[課題一覧]:
A. 次の記述(i)〜(iii)が本文の内容と合致するかをそれぞれ「はい」または「いいえ」で答え、判断の根拠となる本文の語句を正確に引用してください。
(i) 筆者は討論番組を見ていて気づいた事がある。
(ii) 織田信長は将軍義昭政権の初期の段階で経済政策に成功した。
(iii) 筆者は、当時を生きる人にとって穏やかな時代であったと述べている。
B. 本文のうち、「1570年(元亀元)6月の摂津池田家内訌は織田信長の経済政策失敗も一因するか。」から「波乱の時代でもあった訳です。」までの部分を一字も変えずに書き写してください。

ラベル 研究_戦国時代の摂津池田家の経済 の投稿を表示しています。 すべての投稿を表示
ラベル 研究_戦国時代の摂津池田家の経済 の投稿を表示しています。 すべての投稿を表示

2016年2月11日木曜日

1570年(元亀元)6月の摂津池田家内訌は織田信長の経済政策失敗も一因するか。

近頃の日本の株価平均の急速な下落とか、中国の経済状態やヨーロッパの事などの世界的な経済・金融の動きについて、討論番組を見ていてふと、気づいた事があります。

これまでにご紹介した「荒木村重は摂津国及び河内北半国も領有した事について(第一章 天正三年頃までの織田信長の政治:三 経済政策)」にも自分が書いた事なのですが、将軍義昭政権の初期の段階で、織田信長は経済政策に失敗しています。
 日本の歴史としては、織田信長の執った政策は、日本の政治史発展に大きな貢献をした事は明かですが、しかし、当時を生きる人にとっては、大波乱の時代でもあった訳です。

[資料]:
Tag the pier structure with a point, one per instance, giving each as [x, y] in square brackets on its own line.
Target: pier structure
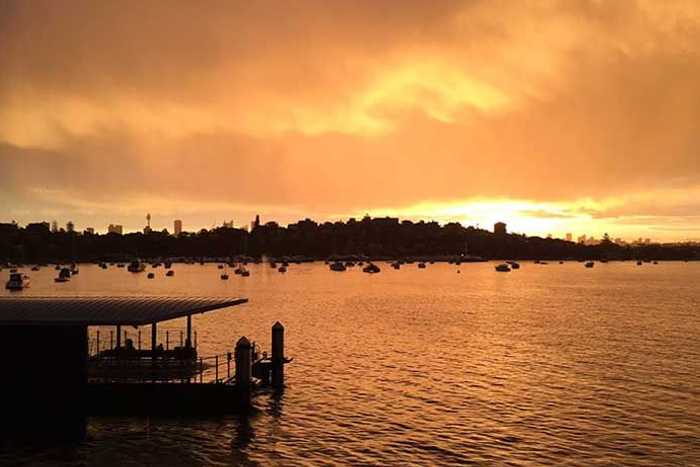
[56, 375]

[解答]:
A.
(i) はい。「討論番組を見ていてふと、気づいた事があります」
(ii) いいえ。「将軍義昭政権の初期の段階で、織田信長は経済政策に失敗しています」
(iii) いいえ。「当時を生きる人にとっては、大波乱の時代でもあった訳です」

B.
1570年(元亀元)6月の摂津池田家内訌は織田信長の経済政策失敗も一因するか。

近頃の日本の株価平均の急速な下落とか、中国の経済状態やヨーロッパの事などの世界的な経済・金融の動きについて、討論番組を見ていてふと、気づいた事があります。

これまでにご紹介した「荒木村重は摂津国及び河内北半国も領有した事について(第一章 天正三年頃までの織田信長の政治:三 経済政策)」にも自分が書いた事なのですが、将軍義昭政権の初期の段階で、織田信長は経済政策に失敗しています。
 日本の歴史としては、織田信長の執った政策は、日本の政治史発展に大きな貢献をした事は明かですが、しかし、当時を生きる人にとっては、大波乱の時代でもあった訳です。